Exercise details.
Put every line of the records below into a Markdown table with the columns Row and Line. Number the rows, skip any blank lines, and leave the pictures out.

Material for this exercise.
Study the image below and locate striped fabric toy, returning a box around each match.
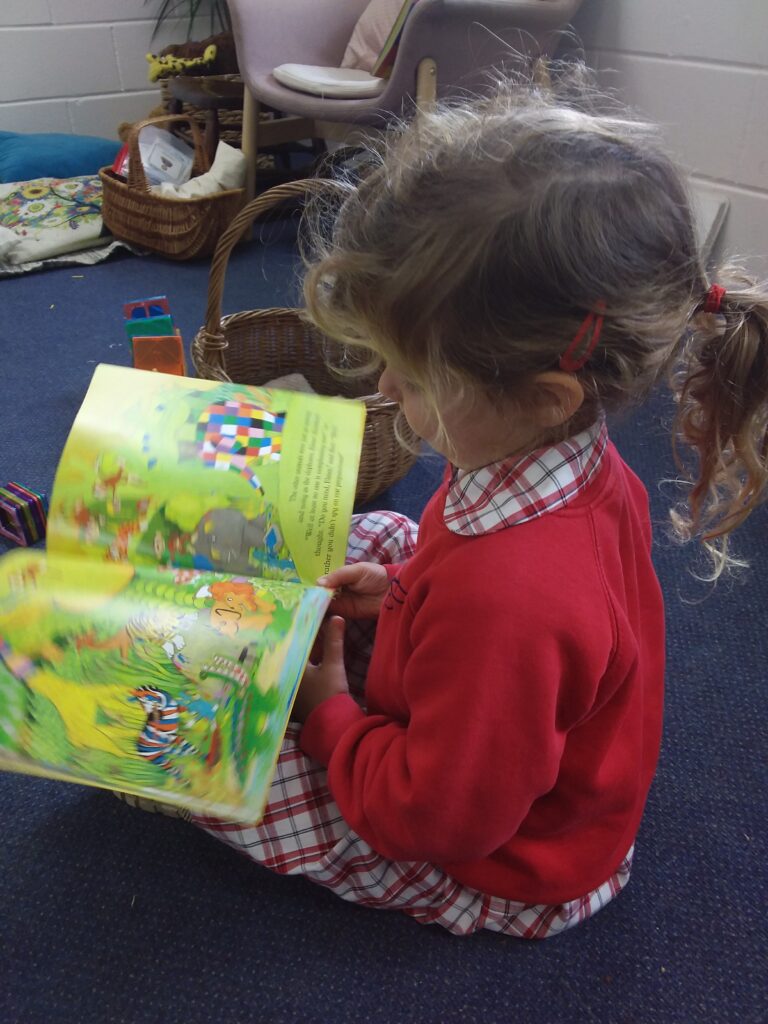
[0,481,48,547]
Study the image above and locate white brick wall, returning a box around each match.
[575,0,768,278]
[0,0,191,138]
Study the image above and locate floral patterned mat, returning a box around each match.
[0,175,129,274]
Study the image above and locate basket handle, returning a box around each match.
[128,114,211,191]
[200,178,342,361]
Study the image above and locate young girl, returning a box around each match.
[189,74,768,938]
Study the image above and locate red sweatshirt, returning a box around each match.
[301,445,665,904]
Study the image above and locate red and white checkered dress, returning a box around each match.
[191,423,634,939]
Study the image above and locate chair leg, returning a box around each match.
[416,57,437,111]
[243,86,259,203]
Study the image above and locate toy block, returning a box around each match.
[0,481,48,547]
[124,316,174,338]
[123,295,171,319]
[132,331,186,377]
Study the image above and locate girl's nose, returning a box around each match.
[379,367,400,402]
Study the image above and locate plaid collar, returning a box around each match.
[443,418,608,537]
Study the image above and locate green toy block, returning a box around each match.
[125,316,174,338]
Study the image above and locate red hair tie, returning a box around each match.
[703,285,725,313]
[558,300,605,374]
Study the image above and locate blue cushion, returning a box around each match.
[0,131,122,183]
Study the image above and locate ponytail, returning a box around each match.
[672,278,768,579]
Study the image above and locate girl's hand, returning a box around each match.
[317,562,389,618]
[291,615,349,722]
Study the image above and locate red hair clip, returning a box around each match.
[703,285,725,313]
[557,299,605,374]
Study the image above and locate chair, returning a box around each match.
[228,0,581,199]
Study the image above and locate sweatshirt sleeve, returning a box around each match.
[301,577,602,863]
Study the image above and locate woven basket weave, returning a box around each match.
[191,178,418,502]
[98,115,246,260]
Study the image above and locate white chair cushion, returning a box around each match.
[272,63,386,99]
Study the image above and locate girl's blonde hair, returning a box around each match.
[304,72,768,574]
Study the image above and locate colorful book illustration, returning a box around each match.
[0,366,365,820]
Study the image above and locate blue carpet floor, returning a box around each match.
[0,232,768,1024]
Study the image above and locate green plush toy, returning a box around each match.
[146,43,217,82]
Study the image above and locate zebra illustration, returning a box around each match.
[128,686,198,779]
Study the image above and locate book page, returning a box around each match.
[0,551,330,821]
[47,365,366,584]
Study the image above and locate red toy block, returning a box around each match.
[131,331,186,377]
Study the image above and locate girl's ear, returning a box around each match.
[532,370,584,427]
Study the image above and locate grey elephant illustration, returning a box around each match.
[190,509,283,572]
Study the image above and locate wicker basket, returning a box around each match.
[191,178,418,502]
[98,115,246,259]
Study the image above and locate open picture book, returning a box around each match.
[0,366,366,820]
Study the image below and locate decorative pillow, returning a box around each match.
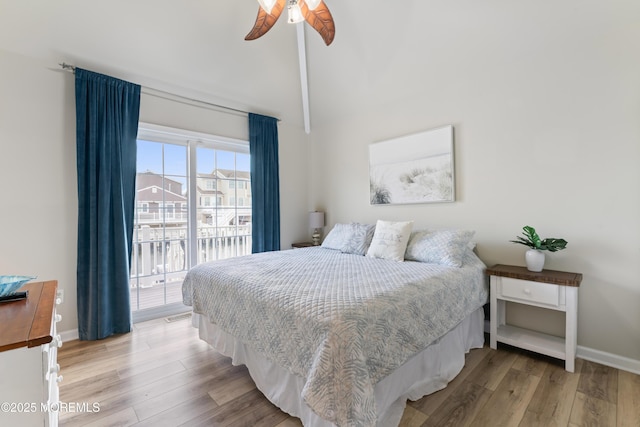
[341,223,376,255]
[367,220,413,261]
[321,224,351,251]
[404,230,475,267]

Full output.
| Row | Line |
|---|---|
| 1 | Study the image below and locate striped fabric toy, returning a box around each match. |
| 2 | [0,481,48,547] |
| 3 | Study the image above and locate white brick wall, returning a box around each match. |
| 4 | [575,0,768,278] |
| 5 | [0,0,191,138] |
| 6 | Study the image above and locate floral patterned mat, returning a box around each match. |
| 7 | [0,175,129,274] |
| 8 | Study the image above and locate basket handle, returning a box around each match. |
| 9 | [128,114,211,191] |
| 10 | [200,178,342,361] |
| 11 | Study the image above and locate young girl, returning a box around each match. |
| 12 | [189,74,768,938] |
| 13 | Study the image above and locate red sweatshirt, returning a box around each match. |
| 14 | [301,445,665,904] |
| 15 | Study the image above and locate red and white checkered dress, returning a box around each match. |
| 16 | [191,423,634,939] |
| 17 | Study the image above and locate chair leg, returning a box around each match. |
| 18 | [416,57,437,111] |
| 19 | [243,86,259,203] |
| 20 | Study the image above and locate toy block, returning a box around each match. |
| 21 | [0,481,48,547] |
| 22 | [124,316,174,338] |
| 23 | [123,295,171,319] |
| 24 | [132,331,186,377] |
| 25 | Study the image above and locate girl's nose, returning a box around each match. |
| 26 | [379,367,400,402] |
| 27 | Study the image above and locate plaid collar, returning a box around each match. |
| 28 | [443,418,608,537] |
| 29 | Study the image above and locate green toy block, returning a box around each match. |
| 30 | [125,316,174,338] |
| 31 | Study the image above and locate red hair tie, returning a box around each match. |
| 32 | [703,285,725,313] |
| 33 | [558,300,605,374] |
| 34 | Study the image above and locate blue cushion, returning a box around each match. |
| 35 | [0,131,122,183] |
| 36 | Study the image above and locate ponytail, returning a box around each match. |
| 37 | [672,278,768,579] |
| 38 | Study the image above and locate girl's hand, returning a box around each match. |
| 39 | [317,562,389,618] |
| 40 | [291,615,349,722] |
| 41 | Study the image above and locate red hair clip, returning a box around each match. |
| 42 | [703,285,725,313] |
| 43 | [557,299,605,374] |
| 44 | Study the image above and locate chair, returning a box around each match. |
| 45 | [228,0,581,199] |
| 46 | Study the image above and locate sweatshirt sleeve, returning a box around each match. |
| 47 | [301,577,602,863] |
| 48 | Study the image above and locate woven basket weave, returning a box around each match. |
| 49 | [191,178,418,502] |
| 50 | [98,115,246,260] |
| 51 | Study the image above and locate white chair cushion, returning a box around each match. |
| 52 | [272,63,386,99] |
| 53 | Study the image above and locate girl's blonde hair, returning a box around each match. |
| 54 | [304,72,768,574] |
| 55 | Study the image above and locate colorful book illustration, returning a box around each match. |
| 56 | [0,366,365,820] |
| 57 | Study the image above and locate blue carpet floor, returning a box around each match. |
| 58 | [0,232,768,1024] |
| 59 | Study the image above and locate green plush toy, returning a box around each match. |
| 60 | [146,43,217,82] |
| 61 | Study the image above and locate zebra illustration, returning a box around each match. |
| 62 | [128,686,198,779] |
| 63 | Study the image above and locate book page, returning a box around each match. |
| 64 | [0,551,330,821] |
| 65 | [47,365,366,584] |
| 66 | Study the image above and locate red toy block, returning a box around each match. |
| 67 | [131,331,186,377] |
| 68 | Study the image above and locate girl's ear, returning a box around each match. |
| 69 | [532,370,584,427] |
| 70 | Study the image above and locate grey elephant illustration, returning a box around each match. |
| 71 | [190,509,283,572] |
| 72 | Study the image above and locate wicker basket, returning a box around each match. |
| 73 | [191,178,418,502] |
| 74 | [98,115,246,259] |
| 75 | Study the image above and locate open picture book, returning a box around each match. |
| 76 | [0,366,366,820] |
| 77 | Study the image below and locate decorative pillow, returning a box around each match. |
| 78 | [341,223,376,255] |
| 79 | [367,220,413,261] |
| 80 | [321,224,351,251] |
| 81 | [404,230,475,267] |